■ Aim of the task ■
Somewhere below are a line with "[mark] the window" and a later line with "[mark] the television -- one". Output exactly those lines and all lines between them.
[Data listing — start]
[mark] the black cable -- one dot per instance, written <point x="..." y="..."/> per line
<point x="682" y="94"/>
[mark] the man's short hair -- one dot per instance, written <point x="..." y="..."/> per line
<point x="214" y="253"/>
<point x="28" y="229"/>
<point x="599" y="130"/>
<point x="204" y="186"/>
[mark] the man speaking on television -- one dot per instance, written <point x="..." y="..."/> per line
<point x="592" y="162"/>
[Data listing — finish]
[Data listing — start]
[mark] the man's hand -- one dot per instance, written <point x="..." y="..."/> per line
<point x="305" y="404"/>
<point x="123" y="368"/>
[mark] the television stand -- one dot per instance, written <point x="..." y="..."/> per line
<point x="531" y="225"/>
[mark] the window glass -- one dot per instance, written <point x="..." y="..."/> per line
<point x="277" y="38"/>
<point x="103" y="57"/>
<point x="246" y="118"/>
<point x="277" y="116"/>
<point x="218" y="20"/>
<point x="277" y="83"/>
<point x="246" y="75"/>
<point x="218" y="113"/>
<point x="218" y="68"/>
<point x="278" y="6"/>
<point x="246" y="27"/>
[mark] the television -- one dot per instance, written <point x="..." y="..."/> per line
[Data listing — finish]
■ Result below ■
[mark] the window glass -- one dot per instance, written <point x="..." y="..."/> per line
<point x="277" y="38"/>
<point x="103" y="57"/>
<point x="246" y="118"/>
<point x="277" y="116"/>
<point x="218" y="20"/>
<point x="277" y="83"/>
<point x="246" y="75"/>
<point x="218" y="113"/>
<point x="218" y="68"/>
<point x="278" y="6"/>
<point x="246" y="27"/>
[mark] the television -- one dot per instance, written <point x="..." y="..."/> per line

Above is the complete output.